EXERCISE INSTRUCTIONS — Switch "owl head" to "owl face" in the part of the entries that opens with the line containing "the owl head" and closes with the end of the entries. Write out only those lines again, with everything else unchanged.
────────────────
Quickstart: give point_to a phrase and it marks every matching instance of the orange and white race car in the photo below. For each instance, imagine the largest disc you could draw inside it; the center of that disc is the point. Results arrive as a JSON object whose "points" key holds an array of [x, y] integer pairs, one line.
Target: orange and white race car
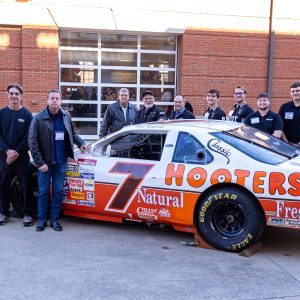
{"points": [[222, 179]]}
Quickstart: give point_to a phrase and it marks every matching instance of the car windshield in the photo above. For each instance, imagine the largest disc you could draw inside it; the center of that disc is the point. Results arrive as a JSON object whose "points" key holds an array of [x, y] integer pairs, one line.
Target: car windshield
{"points": [[247, 139]]}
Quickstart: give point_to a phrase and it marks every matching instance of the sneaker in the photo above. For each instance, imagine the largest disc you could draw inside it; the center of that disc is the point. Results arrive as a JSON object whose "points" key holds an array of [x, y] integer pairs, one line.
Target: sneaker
{"points": [[3, 219], [27, 221], [41, 226]]}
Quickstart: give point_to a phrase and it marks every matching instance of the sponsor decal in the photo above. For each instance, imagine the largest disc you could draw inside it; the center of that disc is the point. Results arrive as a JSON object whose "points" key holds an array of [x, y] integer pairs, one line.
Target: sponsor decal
{"points": [[270, 213], [164, 213], [214, 145], [86, 203], [274, 183], [90, 196], [72, 174], [68, 201], [285, 210], [244, 242], [75, 188], [161, 198], [86, 169], [72, 167], [293, 222], [147, 213], [91, 162], [78, 195], [88, 185], [74, 185], [87, 175], [74, 181], [276, 221]]}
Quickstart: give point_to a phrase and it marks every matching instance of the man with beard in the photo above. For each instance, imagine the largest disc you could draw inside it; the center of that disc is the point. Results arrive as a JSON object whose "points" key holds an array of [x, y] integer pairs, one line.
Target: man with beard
{"points": [[118, 114], [241, 109], [264, 119], [290, 114], [214, 111], [14, 159], [150, 112], [180, 111]]}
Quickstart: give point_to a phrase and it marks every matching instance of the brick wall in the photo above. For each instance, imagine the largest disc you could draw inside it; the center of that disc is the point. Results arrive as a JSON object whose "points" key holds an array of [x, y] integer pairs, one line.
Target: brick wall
{"points": [[223, 60], [30, 58], [207, 59]]}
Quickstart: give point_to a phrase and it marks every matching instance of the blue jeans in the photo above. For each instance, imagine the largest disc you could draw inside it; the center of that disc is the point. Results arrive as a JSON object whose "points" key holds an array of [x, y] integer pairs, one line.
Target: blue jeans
{"points": [[57, 173]]}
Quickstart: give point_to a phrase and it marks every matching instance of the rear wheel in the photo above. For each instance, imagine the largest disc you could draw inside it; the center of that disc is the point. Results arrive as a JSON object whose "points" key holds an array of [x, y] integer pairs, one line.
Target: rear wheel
{"points": [[229, 219]]}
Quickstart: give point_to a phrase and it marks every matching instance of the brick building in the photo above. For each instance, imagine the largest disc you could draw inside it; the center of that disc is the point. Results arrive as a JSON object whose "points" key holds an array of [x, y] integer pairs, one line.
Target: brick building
{"points": [[91, 48]]}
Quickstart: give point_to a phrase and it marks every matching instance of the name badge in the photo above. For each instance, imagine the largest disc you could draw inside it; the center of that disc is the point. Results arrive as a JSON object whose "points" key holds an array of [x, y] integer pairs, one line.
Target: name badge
{"points": [[230, 113], [254, 120], [59, 136], [289, 116]]}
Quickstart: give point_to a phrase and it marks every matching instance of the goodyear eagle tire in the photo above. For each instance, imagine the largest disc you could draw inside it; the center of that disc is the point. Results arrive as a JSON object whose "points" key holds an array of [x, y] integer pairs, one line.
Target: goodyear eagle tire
{"points": [[230, 219]]}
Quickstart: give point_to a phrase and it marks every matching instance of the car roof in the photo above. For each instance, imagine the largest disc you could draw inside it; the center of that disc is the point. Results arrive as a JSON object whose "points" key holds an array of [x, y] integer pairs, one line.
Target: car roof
{"points": [[216, 125]]}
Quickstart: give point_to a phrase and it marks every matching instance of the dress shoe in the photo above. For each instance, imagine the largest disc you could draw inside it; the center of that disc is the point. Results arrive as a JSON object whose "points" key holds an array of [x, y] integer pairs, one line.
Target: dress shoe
{"points": [[56, 226], [41, 226]]}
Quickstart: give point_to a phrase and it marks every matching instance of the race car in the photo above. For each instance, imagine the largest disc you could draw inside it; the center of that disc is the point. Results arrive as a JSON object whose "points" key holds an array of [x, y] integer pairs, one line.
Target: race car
{"points": [[222, 179]]}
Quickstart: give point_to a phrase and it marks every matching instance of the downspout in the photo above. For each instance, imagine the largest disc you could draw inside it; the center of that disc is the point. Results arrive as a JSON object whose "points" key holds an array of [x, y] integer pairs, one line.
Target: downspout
{"points": [[271, 48]]}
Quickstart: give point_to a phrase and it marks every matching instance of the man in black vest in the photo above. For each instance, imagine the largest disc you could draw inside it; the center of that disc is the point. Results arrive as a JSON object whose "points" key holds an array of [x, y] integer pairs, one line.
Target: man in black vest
{"points": [[241, 109], [180, 111], [290, 114], [264, 119], [14, 159], [150, 112], [214, 111]]}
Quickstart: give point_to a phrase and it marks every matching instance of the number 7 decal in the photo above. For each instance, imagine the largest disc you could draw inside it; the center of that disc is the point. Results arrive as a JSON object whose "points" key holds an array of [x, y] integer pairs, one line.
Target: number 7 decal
{"points": [[126, 191]]}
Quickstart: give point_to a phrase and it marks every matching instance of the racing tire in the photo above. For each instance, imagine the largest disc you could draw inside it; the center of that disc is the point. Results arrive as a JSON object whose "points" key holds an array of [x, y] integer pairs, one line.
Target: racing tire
{"points": [[230, 219]]}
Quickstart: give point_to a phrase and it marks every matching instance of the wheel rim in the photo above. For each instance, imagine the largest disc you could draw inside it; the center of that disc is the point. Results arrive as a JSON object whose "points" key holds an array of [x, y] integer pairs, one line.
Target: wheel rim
{"points": [[228, 219]]}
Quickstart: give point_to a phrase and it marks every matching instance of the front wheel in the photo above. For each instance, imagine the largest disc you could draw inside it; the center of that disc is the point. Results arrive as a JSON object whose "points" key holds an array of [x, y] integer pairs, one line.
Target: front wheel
{"points": [[230, 219]]}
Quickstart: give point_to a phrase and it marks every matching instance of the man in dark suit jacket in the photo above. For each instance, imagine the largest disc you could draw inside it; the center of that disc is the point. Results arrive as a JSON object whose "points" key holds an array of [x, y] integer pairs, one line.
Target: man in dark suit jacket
{"points": [[180, 111]]}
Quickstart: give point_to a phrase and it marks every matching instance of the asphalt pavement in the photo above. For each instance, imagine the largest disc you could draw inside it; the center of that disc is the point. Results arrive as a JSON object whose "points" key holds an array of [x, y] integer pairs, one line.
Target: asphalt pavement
{"points": [[102, 260]]}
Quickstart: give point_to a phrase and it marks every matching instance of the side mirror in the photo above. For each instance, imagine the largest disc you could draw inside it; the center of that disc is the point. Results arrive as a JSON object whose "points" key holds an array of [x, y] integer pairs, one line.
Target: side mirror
{"points": [[201, 155], [108, 149]]}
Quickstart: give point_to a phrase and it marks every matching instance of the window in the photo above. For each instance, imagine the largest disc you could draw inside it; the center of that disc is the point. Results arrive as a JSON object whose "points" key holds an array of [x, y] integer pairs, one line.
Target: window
{"points": [[133, 145], [258, 145], [190, 150], [94, 66]]}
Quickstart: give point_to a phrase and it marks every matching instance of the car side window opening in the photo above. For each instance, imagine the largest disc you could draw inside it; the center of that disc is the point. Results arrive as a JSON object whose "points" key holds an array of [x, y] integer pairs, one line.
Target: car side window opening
{"points": [[134, 145], [258, 145], [189, 150]]}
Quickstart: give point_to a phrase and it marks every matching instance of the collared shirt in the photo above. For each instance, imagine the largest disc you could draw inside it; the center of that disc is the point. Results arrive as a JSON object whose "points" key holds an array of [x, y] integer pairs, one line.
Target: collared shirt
{"points": [[59, 137], [240, 112], [124, 111], [179, 112], [268, 123], [290, 115], [215, 114]]}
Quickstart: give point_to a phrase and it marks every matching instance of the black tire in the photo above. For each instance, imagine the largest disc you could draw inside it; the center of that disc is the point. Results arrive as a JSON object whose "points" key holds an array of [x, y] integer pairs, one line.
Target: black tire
{"points": [[230, 219]]}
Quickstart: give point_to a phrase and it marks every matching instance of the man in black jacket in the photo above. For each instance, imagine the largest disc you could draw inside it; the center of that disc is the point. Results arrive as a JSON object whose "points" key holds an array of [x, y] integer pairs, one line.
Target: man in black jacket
{"points": [[51, 136], [14, 159], [241, 109], [214, 111], [180, 112], [150, 112]]}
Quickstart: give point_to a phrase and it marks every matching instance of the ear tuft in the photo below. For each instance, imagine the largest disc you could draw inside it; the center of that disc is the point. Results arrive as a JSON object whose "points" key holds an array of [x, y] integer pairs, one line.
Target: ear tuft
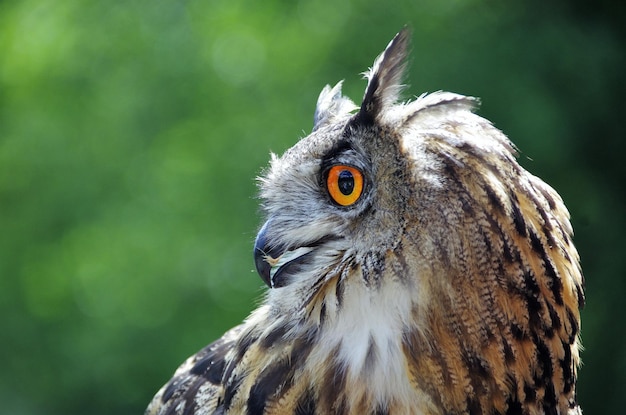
{"points": [[385, 78], [330, 105]]}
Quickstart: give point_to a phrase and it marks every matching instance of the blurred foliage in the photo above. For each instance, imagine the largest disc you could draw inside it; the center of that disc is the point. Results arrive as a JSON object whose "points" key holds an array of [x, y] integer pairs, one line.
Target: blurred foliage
{"points": [[131, 133]]}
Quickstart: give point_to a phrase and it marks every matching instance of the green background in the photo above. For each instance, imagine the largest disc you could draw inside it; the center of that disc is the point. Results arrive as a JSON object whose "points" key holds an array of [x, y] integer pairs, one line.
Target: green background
{"points": [[131, 133]]}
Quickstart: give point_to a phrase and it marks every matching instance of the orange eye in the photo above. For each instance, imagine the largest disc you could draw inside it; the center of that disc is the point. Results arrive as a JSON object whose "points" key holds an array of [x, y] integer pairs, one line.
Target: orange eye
{"points": [[345, 184]]}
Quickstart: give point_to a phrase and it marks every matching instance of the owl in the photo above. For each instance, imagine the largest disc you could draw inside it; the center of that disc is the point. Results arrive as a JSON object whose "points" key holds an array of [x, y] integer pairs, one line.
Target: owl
{"points": [[413, 266]]}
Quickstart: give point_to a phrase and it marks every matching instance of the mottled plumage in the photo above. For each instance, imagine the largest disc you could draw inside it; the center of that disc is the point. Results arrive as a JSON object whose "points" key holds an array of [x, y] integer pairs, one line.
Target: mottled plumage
{"points": [[415, 268]]}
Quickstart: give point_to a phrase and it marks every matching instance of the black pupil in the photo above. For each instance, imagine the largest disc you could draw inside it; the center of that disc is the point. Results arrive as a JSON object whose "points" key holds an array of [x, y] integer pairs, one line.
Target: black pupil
{"points": [[346, 182]]}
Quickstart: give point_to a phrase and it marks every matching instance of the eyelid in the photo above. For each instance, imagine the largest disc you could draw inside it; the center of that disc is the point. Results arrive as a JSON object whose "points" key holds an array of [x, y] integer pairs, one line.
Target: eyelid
{"points": [[335, 174]]}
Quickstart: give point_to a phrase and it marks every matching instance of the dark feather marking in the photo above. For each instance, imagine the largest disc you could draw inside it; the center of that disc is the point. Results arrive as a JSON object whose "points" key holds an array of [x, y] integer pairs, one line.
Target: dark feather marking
{"points": [[370, 357], [269, 382], [509, 356], [339, 288], [474, 407], [306, 404], [400, 266], [494, 199], [580, 296], [231, 389], [566, 365], [277, 379], [549, 400], [530, 393], [554, 317], [386, 76], [514, 408], [518, 218], [573, 325], [554, 281], [232, 384], [381, 411], [544, 360], [518, 332], [273, 336]]}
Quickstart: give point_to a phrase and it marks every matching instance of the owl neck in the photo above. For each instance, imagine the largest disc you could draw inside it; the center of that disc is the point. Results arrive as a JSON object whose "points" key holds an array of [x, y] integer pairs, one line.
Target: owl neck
{"points": [[352, 336]]}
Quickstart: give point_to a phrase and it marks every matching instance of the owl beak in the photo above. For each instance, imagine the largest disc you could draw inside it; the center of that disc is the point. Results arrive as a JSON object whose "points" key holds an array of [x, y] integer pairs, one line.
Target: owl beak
{"points": [[276, 265], [264, 254]]}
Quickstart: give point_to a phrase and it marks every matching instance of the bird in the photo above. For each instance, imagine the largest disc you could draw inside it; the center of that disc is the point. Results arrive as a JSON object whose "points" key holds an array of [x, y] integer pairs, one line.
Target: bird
{"points": [[413, 267]]}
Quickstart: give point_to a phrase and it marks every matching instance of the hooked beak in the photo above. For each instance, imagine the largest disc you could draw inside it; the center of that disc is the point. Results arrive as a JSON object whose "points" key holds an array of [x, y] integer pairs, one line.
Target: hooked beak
{"points": [[275, 264]]}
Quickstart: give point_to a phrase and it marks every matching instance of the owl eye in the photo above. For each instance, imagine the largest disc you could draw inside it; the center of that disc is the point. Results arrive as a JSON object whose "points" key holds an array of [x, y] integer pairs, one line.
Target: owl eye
{"points": [[344, 184]]}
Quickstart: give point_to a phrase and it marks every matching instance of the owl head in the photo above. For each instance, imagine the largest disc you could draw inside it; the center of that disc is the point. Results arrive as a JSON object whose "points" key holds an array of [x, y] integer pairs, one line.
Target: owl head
{"points": [[406, 238]]}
────────────────
SOLUTION TO THIS PROBLEM —
Quickstart: give point_to a phrase and it marks every matching instance of the owl face in the photo above. For each instance, imagine the largest disc you could draw inside it; the center of that disc is the point. Results arrive as a JSON object whose "points" key holds an array of [x, y] integer pairs, one line.
Target: owl face
{"points": [[406, 238]]}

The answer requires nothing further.